• [TRY IT]
Print the entries below word for word; the pictures stay out of your copy.

Records drawn from a dataset
· · · · ·

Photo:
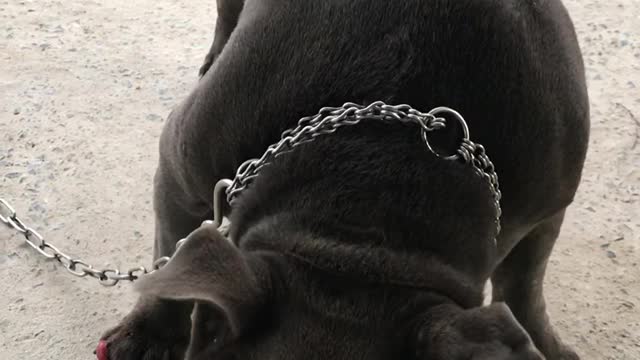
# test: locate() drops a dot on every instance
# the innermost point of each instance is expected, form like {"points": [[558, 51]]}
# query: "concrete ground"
{"points": [[85, 86]]}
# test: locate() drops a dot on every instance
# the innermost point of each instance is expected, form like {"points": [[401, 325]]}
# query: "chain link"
{"points": [[327, 121], [77, 267]]}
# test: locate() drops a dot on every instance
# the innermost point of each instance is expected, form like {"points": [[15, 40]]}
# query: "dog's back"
{"points": [[370, 203], [512, 68]]}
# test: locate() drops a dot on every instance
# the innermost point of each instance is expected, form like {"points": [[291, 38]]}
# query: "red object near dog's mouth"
{"points": [[101, 351]]}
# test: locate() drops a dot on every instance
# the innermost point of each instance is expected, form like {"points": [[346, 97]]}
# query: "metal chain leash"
{"points": [[327, 121], [77, 267]]}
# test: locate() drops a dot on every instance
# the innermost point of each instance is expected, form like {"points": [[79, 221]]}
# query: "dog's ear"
{"points": [[208, 268], [483, 333]]}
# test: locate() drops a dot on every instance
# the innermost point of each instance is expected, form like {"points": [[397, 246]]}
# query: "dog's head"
{"points": [[241, 313]]}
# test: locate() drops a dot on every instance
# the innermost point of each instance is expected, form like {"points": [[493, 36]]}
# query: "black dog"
{"points": [[362, 244]]}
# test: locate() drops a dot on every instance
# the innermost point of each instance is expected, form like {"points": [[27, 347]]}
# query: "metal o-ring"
{"points": [[465, 130]]}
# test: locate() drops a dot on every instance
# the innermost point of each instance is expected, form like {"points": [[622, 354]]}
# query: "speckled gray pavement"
{"points": [[84, 89]]}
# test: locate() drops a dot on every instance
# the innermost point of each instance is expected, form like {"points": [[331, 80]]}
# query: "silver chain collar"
{"points": [[327, 121]]}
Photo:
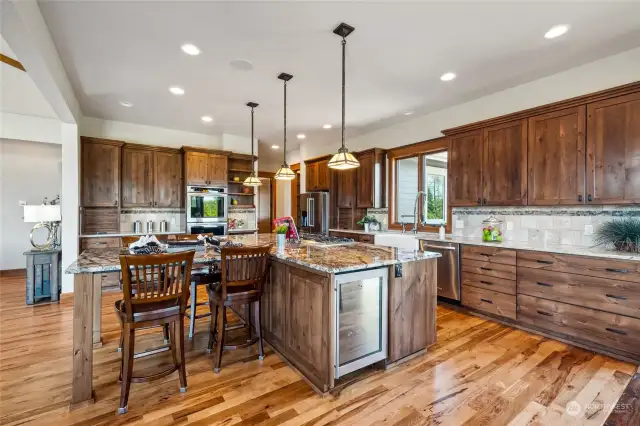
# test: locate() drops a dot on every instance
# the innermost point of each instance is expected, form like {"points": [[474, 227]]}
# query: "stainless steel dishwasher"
{"points": [[448, 267]]}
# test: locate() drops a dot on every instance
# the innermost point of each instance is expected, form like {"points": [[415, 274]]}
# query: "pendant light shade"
{"points": [[252, 180], [343, 160], [285, 172]]}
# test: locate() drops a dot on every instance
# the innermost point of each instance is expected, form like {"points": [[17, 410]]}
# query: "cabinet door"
{"points": [[137, 178], [100, 175], [613, 150], [322, 173], [504, 166], [197, 168], [311, 178], [346, 188], [366, 184], [218, 169], [465, 169], [167, 168], [557, 158]]}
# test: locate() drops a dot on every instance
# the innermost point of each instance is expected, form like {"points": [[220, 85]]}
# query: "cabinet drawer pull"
{"points": [[613, 296]]}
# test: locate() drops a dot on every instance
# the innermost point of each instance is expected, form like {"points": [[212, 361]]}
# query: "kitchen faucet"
{"points": [[415, 212]]}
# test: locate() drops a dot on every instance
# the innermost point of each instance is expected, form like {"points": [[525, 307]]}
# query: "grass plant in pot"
{"points": [[621, 234]]}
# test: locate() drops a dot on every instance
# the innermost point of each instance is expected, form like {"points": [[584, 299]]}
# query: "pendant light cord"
{"points": [[344, 45], [284, 151]]}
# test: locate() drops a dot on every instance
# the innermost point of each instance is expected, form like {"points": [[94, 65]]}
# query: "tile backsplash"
{"points": [[555, 225], [174, 217]]}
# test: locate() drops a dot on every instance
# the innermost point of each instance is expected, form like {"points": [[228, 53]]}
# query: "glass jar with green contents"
{"points": [[492, 230]]}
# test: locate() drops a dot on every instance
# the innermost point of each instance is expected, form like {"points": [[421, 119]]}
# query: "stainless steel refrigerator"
{"points": [[313, 212]]}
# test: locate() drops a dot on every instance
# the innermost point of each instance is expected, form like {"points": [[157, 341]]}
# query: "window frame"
{"points": [[419, 150]]}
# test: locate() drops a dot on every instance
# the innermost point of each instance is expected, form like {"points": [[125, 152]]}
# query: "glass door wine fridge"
{"points": [[361, 319]]}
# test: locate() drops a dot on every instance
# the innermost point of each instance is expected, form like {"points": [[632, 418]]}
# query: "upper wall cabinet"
{"points": [[613, 150], [371, 179], [465, 169], [557, 157], [504, 164], [151, 177], [203, 168], [100, 172]]}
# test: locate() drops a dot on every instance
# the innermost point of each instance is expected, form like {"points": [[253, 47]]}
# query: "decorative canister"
{"points": [[492, 230]]}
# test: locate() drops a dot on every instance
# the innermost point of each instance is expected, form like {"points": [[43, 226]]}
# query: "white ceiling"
{"points": [[130, 51], [18, 93]]}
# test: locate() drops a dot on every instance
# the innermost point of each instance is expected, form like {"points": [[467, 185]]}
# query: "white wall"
{"points": [[609, 72], [29, 171]]}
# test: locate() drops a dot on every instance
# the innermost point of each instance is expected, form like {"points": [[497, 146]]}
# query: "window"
{"points": [[407, 169], [435, 187]]}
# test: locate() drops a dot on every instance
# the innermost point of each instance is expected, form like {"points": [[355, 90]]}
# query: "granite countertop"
{"points": [[130, 234], [329, 258]]}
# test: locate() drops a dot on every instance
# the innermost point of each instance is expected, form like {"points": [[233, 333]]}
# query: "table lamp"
{"points": [[45, 216]]}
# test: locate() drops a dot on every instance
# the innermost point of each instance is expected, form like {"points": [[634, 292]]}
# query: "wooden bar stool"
{"points": [[199, 277], [244, 272], [155, 293]]}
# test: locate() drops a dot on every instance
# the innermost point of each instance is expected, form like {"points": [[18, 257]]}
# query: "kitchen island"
{"points": [[300, 307]]}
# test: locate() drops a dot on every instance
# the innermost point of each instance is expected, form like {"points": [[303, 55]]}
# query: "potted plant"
{"points": [[281, 235], [367, 221], [619, 234]]}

· · · · ·

• [ANSWER FOR THE TASK]
Photo:
# test: locate() drops a dot on every instance
# the innermost point of each instance is expected, form like {"points": [[558, 51]]}
# query: "concrete ground"
{"points": [[85, 86]]}
# test: locate() drops a dot on every instance
# the innermost point of each instance is expected, form like {"points": [[401, 325]]}
# query: "chain link"
{"points": [[327, 121], [77, 267]]}
# test: locate() drops a dot on every instance
# the innermost point of each instance is expected, form like {"points": [[15, 40]]}
# query: "dog's back"
{"points": [[370, 203], [512, 68]]}
# test: locate() drops a dot on every instance
# the innermost point of each instance is expected, form like {"points": [[291, 38]]}
# query: "red object near dog's mouth"
{"points": [[101, 351]]}
# test: locate() drops a dot on every instance
# the innermost point of each instance is expected, form like {"points": [[346, 97]]}
# query: "metal chain leash"
{"points": [[327, 121], [77, 267]]}
# test: locate() drops a dot on every instance
# the innermost point of each instance is expected, form like {"points": [[79, 221]]}
# query: "dog's ear"
{"points": [[208, 268], [483, 333]]}
# test: locate() drops a dot on every instance
# the innermost point of each instance is expected, form like {"points": [[397, 246]]}
# query: "dog's head"
{"points": [[241, 313]]}
# test: locate() drops a dot on every instance
# the innermost point of each instance is expected, form like {"points": [[493, 36]]}
# query: "black dog"
{"points": [[362, 244]]}
# test: locate() drops a dot on every instance
# the innermost point of each instance is expected, form like {"points": [[27, 347]]}
# query: "metal o-ring"
{"points": [[465, 130]]}
# test: locate() drops a dot on every instance
# the innermost point of each instance is expected, form like {"points": [[622, 354]]}
# query: "speckled gray pavement"
{"points": [[84, 89]]}
# test: locate() drops a dot on every instance
# the innermost point of each instance is expected, form like {"points": [[331, 80]]}
# query: "silver chain collar"
{"points": [[327, 121]]}
Photo:
# test: locate() drops a dot on every instance
# the innermost point of each instance is expected, form like {"points": [[474, 227]]}
# query: "stainless steel dishwasher"
{"points": [[448, 267]]}
# test: locate() drops a dot on every instance
# the innermost point of each instance is expected, form like {"points": [[415, 274]]}
# query: "pendant light shade"
{"points": [[252, 180], [343, 160], [285, 172]]}
# test: locate() drops a dot on every instance
# the innermost point of each instance is expected, form like {"points": [[17, 410]]}
# query: "cabinet door"
{"points": [[137, 178], [100, 175], [613, 150], [322, 173], [504, 166], [197, 168], [311, 178], [346, 188], [366, 184], [218, 169], [465, 169], [167, 168], [557, 158]]}
# test: locate() drops a dot on every instance
# the innermost point of each instance is expected, form like {"points": [[220, 85]]}
# query: "cabinet drawer pull"
{"points": [[613, 296]]}
# test: locate() drops a dot on every instance
# the innermost point of each instance is expected, form like {"points": [[212, 361]]}
# query: "kitchen faucet"
{"points": [[415, 212]]}
# test: locate() drops a dot on every instance
# the innermost point of each instance is expected, form like {"points": [[525, 307]]}
# query: "grass plant in pot"
{"points": [[621, 234]]}
# test: locate() drops a dot on every instance
# the innermost point of each instance is expected, form like {"points": [[584, 299]]}
# query: "pendant light cord"
{"points": [[344, 45], [284, 151]]}
# test: locate() drops a dot on every instance
# the innermost point of each instance is expected, form like {"points": [[94, 65]]}
# query: "tile backsplash"
{"points": [[555, 225], [174, 217]]}
# test: locate() drops a dot on every instance
# the innermost point of each instance is expected, form like {"points": [[228, 53]]}
# query: "glass jar with green contents"
{"points": [[492, 230]]}
# test: locate() drops a dot on every instance
# the innermost point of each instance is expected, form like {"points": [[421, 119]]}
# query: "stainless steel refrigerator"
{"points": [[313, 212]]}
# test: locate() drops a dot on every instance
# the innermost point of each instance is expected, form like {"points": [[157, 341]]}
# query: "window frame"
{"points": [[419, 150]]}
# test: locate() drops a dot on every instance
# the innermost point of each instance is expected, form like {"points": [[125, 152]]}
# query: "glass door wine fridge"
{"points": [[361, 319]]}
# test: locate() drops a dot on every instance
# the innermost point of each instance is expected, form like {"points": [[632, 418]]}
# query: "upper wall cabinet"
{"points": [[613, 150], [371, 179], [465, 169], [557, 157], [504, 164], [151, 177], [203, 168], [100, 172]]}
# test: locate() drops a dot on every instance
# the innermost point of each instance is expected, form like {"points": [[253, 47]]}
# query: "decorative canister"
{"points": [[492, 230]]}
# test: locate() drops a dot on every instance
# the innermost point of each instance is expected, form like {"points": [[43, 226]]}
# query: "white ceiling"
{"points": [[130, 51], [18, 93]]}
# test: locate() drops a dot on every instance
# the innermost point of each instance is expected, form like {"points": [[467, 185]]}
# query: "white wall"
{"points": [[609, 72], [29, 171]]}
# test: locate() drops a dot on every instance
# the innermost point of each instance is expected, form like {"points": [[497, 146]]}
# query: "window"
{"points": [[407, 169], [435, 187]]}
# test: locate() drops a dot on every instance
# the innermost point of each instance is expected, form like {"points": [[355, 90]]}
# query: "granite countertop"
{"points": [[130, 234], [329, 258]]}
# test: locate() drops a dot on every instance
# the innermost point of each instance is expected, form like {"points": [[233, 333]]}
# query: "table lamp"
{"points": [[45, 216]]}
# test: locate() drops a dot on every instance
# the innermost point of each instance is expected, form like {"points": [[634, 292]]}
# query: "wooden bar stool"
{"points": [[199, 277], [244, 272], [155, 293]]}
# test: locate() drops a dot on every instance
# the innermost point of each instance is expected, form like {"points": [[18, 257]]}
# query: "kitchen island"
{"points": [[300, 307]]}
# test: locate() drops a dot on every instance
# the innermost point of each instance is expected, form like {"points": [[303, 55]]}
# query: "potted plant"
{"points": [[281, 235], [367, 221], [619, 234]]}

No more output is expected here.